--- Start of Material ---
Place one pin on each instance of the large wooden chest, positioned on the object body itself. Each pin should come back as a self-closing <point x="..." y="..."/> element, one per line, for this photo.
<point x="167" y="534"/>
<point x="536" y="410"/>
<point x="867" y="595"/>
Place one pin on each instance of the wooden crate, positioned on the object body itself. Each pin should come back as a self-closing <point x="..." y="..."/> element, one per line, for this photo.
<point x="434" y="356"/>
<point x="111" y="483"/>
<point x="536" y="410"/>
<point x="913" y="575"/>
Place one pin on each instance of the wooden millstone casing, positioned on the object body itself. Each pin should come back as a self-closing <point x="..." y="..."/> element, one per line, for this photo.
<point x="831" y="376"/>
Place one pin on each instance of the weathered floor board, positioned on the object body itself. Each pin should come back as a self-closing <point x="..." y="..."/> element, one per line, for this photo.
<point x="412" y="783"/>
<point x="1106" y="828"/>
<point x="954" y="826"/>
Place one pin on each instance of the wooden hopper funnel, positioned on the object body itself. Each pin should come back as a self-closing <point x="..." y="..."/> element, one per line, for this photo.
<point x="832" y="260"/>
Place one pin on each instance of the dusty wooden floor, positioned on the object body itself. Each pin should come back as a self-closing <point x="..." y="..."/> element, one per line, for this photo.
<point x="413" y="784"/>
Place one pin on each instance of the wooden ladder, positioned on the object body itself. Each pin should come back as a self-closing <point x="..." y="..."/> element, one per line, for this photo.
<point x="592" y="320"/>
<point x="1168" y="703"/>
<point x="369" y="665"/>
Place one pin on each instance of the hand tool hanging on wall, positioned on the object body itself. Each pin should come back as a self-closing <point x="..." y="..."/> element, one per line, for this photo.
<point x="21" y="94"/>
--- End of Material ---
Set task
Rewrite all of the data above with every "pin" swapped for "marker", keeping everything else the same.

Solution to the exercise
Place one marker on each instance of the large wooden chest, positioned on the object body itself. Each marker should come back as a self-closing <point x="..." y="..."/> element, one per line, for this photo.
<point x="167" y="534"/>
<point x="536" y="410"/>
<point x="867" y="595"/>
Place one marker on each instance of the wooden crate, positioned on the object body itself. Each marker should come back as a self-closing <point x="..." y="..."/> element, one per line, for this photo.
<point x="434" y="356"/>
<point x="111" y="483"/>
<point x="536" y="410"/>
<point x="913" y="575"/>
Place one marker on each instance of the wooden millstone casing, positioned on the object body itself. Each marker should come back as a self-closing <point x="..." y="..."/> element, one per line, for this photo.
<point x="831" y="376"/>
Place one marker on each instance of the weathered floor board, positioned on the object body itself. Each marker should come back as a self-closing <point x="..." y="..."/> element, one per line, for this photo.
<point x="412" y="783"/>
<point x="1106" y="828"/>
<point x="954" y="826"/>
Place one marker on each instance of the wooden hopper funnel, positioned on the object body itself. Each marker should come back as a self-closing <point x="..." y="..."/> element, one per line, for this photo.
<point x="832" y="260"/>
Place one marker on each instance of the dusty wooden floor, positioned on the object body itself. Each marker should come back as a self-closing <point x="..." y="..."/> element, one per line, for this photo.
<point x="413" y="784"/>
Place one marker on each instance of the wooden ladder, positioned on the object body itself. Each marker should come back as a self-closing <point x="..." y="..."/> element, one per line, for this photo.
<point x="592" y="320"/>
<point x="1168" y="703"/>
<point x="369" y="665"/>
Place one marker on each instance of the hand tool hanging on wall, positioned on the object body itself. Each marker should come back as a self-closing <point x="..." y="..."/> element, one per line, for this photo.
<point x="21" y="94"/>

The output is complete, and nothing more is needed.